- _DATA RECORDS_
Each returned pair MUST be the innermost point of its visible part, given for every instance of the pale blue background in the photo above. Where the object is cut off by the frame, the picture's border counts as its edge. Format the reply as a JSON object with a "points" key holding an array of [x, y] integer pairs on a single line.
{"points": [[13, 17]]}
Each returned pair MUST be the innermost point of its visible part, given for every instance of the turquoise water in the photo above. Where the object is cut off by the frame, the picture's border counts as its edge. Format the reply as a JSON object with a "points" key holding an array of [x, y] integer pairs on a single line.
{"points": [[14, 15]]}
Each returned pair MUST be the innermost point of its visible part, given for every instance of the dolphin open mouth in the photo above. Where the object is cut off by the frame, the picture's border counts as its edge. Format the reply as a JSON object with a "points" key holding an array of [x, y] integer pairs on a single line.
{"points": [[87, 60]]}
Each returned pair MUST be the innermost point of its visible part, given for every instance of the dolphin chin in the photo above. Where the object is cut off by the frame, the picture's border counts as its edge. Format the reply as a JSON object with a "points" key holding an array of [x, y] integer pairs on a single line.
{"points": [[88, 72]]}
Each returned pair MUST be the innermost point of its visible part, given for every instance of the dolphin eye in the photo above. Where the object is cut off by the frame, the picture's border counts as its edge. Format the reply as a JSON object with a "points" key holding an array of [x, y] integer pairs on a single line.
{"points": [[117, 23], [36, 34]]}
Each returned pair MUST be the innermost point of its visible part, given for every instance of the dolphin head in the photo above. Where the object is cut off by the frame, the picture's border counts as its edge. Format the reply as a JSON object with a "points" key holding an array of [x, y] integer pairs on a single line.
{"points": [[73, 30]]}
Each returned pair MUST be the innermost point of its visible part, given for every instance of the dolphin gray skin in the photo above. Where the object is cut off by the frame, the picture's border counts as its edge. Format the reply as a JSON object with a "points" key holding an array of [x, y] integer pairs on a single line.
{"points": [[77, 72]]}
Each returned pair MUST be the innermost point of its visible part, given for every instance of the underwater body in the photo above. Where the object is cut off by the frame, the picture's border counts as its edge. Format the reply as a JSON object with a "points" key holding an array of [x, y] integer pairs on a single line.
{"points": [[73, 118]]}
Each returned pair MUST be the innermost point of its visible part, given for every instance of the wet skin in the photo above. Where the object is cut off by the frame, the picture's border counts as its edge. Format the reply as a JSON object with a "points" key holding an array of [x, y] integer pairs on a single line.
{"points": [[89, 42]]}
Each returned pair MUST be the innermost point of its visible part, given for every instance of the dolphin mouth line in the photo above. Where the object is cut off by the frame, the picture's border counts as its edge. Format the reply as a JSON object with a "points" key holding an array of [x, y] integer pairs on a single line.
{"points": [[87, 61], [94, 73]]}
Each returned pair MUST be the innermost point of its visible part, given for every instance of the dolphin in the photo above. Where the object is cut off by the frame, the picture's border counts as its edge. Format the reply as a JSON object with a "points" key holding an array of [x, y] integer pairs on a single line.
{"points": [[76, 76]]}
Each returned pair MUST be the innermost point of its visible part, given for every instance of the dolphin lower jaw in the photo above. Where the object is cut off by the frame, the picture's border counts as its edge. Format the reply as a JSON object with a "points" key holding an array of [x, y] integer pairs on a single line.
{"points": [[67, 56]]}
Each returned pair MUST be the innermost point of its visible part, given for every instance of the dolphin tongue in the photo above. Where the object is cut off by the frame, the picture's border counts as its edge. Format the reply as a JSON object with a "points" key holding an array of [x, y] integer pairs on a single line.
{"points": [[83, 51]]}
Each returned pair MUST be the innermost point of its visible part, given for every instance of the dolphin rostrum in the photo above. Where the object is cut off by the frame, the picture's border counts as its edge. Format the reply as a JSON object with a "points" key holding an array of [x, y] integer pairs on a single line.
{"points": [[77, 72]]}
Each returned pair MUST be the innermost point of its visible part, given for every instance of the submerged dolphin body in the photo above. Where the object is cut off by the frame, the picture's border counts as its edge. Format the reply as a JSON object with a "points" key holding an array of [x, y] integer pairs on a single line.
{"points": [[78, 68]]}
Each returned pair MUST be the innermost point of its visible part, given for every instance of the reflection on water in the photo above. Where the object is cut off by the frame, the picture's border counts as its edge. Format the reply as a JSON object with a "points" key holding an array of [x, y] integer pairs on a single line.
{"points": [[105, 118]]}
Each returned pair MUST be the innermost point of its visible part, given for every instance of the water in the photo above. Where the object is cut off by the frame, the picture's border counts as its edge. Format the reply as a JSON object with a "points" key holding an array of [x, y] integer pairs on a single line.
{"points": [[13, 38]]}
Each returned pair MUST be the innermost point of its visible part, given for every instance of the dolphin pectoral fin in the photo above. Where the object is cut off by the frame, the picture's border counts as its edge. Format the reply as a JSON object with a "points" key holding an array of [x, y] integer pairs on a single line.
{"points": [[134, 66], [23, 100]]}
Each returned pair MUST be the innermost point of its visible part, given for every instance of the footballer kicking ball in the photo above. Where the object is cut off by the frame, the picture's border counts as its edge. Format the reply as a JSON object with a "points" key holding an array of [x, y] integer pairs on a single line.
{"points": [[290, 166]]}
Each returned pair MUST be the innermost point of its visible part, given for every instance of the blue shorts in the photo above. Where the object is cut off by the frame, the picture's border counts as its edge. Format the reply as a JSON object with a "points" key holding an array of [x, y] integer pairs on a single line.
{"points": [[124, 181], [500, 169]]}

- _TRY IT_
Write out all of the records above exactly as they appear.

- _RESULT FOR THIS EXERCISE_
Each returned pair MUST be the innermost point of its visible part, given for every instance of the pale blue background in the photo above. Where the object is cut off by the frame, the picture's border counts as its edge. Format the reply as a JSON object with a "points" key holding an array of [x, y] integer pairs on a single line.
{"points": [[13, 17]]}
Each returned pair MUST be the innermost point of its visible part, given for every instance of the turquoise water in the photo above. Where the object is cut off by the frame, the picture's border counts as its edge. Format the reply as a JSON object with a "points" key holding an array of [x, y] integer pairs on a single line.
{"points": [[14, 15]]}
Each returned pair MUST be the innermost point of its visible part, given for every instance of the dolphin open mouth in the photo above. Where the object is cut off by the frame, the picture's border counts as its edge. Format the reply as a JSON object with a "points" key holding an array of [x, y] integer pairs on a single line.
{"points": [[87, 60]]}
Each returned pair MUST be the innermost point of its visible part, given for every instance of the dolphin chin in the photo above. Where the object is cut off by the frame, the picture's border counts as its edge. Format the reply as a JSON object with a "points" key holding an array of [x, y] integer pairs on a single line.
{"points": [[88, 72]]}
Each returned pair MUST be the innermost point of its visible part, given for every instance of the dolphin eye in the photo above. Where the object is cut off by the frame, the picture's border counts as its edge. Format the reply as a JSON object with a "points" key holding an array of [x, y] integer pairs on a single line.
{"points": [[117, 23], [36, 34]]}
Each returned pair MUST be the innermost point of its visible part, given for every instance of the dolphin head in the photo above. Where the object is cut off by the frame, the picture's border counts as its edge. Format the reply as a JSON object with a "points" key holding an array of [x, y] integer pairs on a single line.
{"points": [[73, 30]]}
Each returned pair MUST be the innermost point of its visible part, given for every instance of the dolphin gray skin in the photo above. Where the object is cut off by the frame, the picture's border counts as its edge. Format the reply as a JSON object with a "points" key holding an array of [x, y] integer pairs on a single line.
{"points": [[77, 72]]}
Each returned pair MUST be the innermost point of its visible part, given for every instance of the underwater body in the photo above. Where the object is cut off by the frame, the picture's border counts as its edge. Format the reply as a JSON object with a "points" key holding an array of [x, y] integer pairs on a single line.
{"points": [[73, 118]]}
Each returned pair MUST be the innermost point of its visible part, given for every instance of the wet skin in the photo above. Where the object is cut off by the frame, the picture's border counts as its edge. Format the reply as a JSON object with a "points" key holding an array of [x, y] integer pairs on a single line.
{"points": [[89, 42]]}
Each returned pair MUST be the innermost point of its visible part, given for every instance of the dolphin mouth line in the photo above. Where the object is cut off by the frame, the picture's border counts as its edge. Format the reply as a JSON object with a "points" key holding an array of [x, y] integer pairs on a single line.
{"points": [[87, 61], [94, 73]]}
Each returned pair MUST be the innermost point of its visible part, given for every instance of the dolphin in the photo above. Where the object is cut off by the frame, the picture's border counts as its edge. Format the reply as a JSON object with a "points" key holding an array of [x, y] integer pairs on a single line.
{"points": [[76, 76]]}
Each returned pair MUST be the innermost point of its visible part, given for every instance of the dolphin lower jaw in the photo above. Where the object is cut off by the frame, the picture's border counts as its edge. Format the reply as a JSON object with a "points" key holding an array of [x, y] integer pairs on a single line.
{"points": [[67, 56]]}
Each returned pair MUST be the innermost point of its visible part, given for every instance of the dolphin tongue in the photo above. Where the object is cut off by the frame, the picture's border counts as its edge. Format the reply as a JSON object with a "points" key holding an array of [x, y] integer pairs on a single line.
{"points": [[83, 51]]}
Each returned pair MUST be the innermost point of its visible part, given for every instance of the dolphin rostrum in the photo above. Where the object is cut off by the frame, the picture's border counts as its edge. Format the reply as a JSON object with a "points" key holding an array of [x, y] integer pairs on a single line.
{"points": [[77, 72]]}
Each returned pair MUST be the innermost point of its visible part, given for every instance of the submerged dolphin body in the photo above. Where the object is cut off by the frame, the picture's border counts as its edge. Format the reply as a JSON object with a "points" key holding an array of [x, y] integer pairs on a single line.
{"points": [[78, 68]]}
Each returned pair MUST be the innermost point of its visible part, given for every instance of the reflection on water in the photo above. Where the object is cut off by the frame, the picture's border counts as its edge. Format the reply as a JSON object with a "points" key holding an array of [x, y] integer pairs on a single line.
{"points": [[105, 118]]}
Each returned pair MUST be the innermost point of its visible part, given for every instance of the water in the photo above. Where the object is cut off by the frame, the picture's border counts as its edge. Format the reply as a JSON object with a "points" key holding an array of [x, y] integer pairs on a single line.
{"points": [[13, 38]]}
Each returned pair MUST be the innermost point of its visible part, given for every instance of the dolphin pectoral fin in the photo above. Where the object is cut off by the frame, the picture's border counts as its edge. Format the reply as a JSON object with a "points" key holding an array of [x, y] integer pairs on a single line.
{"points": [[134, 66], [23, 100]]}
Each returned pair MUST be the innermost point of its visible part, given for every instance of the footballer kicking ball in the photo above. Where the object is cut off by the frame, the picture's border counts as its edge. Format the reply as a JSON object with a "points" key holding an array of [x, y] integer pairs on a single line.
{"points": [[290, 166]]}
Each returned pair MUST be the innermost point of its visible part, given for every instance of the blue shorts in the photo above. Where the object is cut off by the frame, the picture's border counts as its edge. Format the reply as a JSON object with a "points" key holding an array of [x, y] integer pairs on a single line.
{"points": [[124, 181], [500, 169]]}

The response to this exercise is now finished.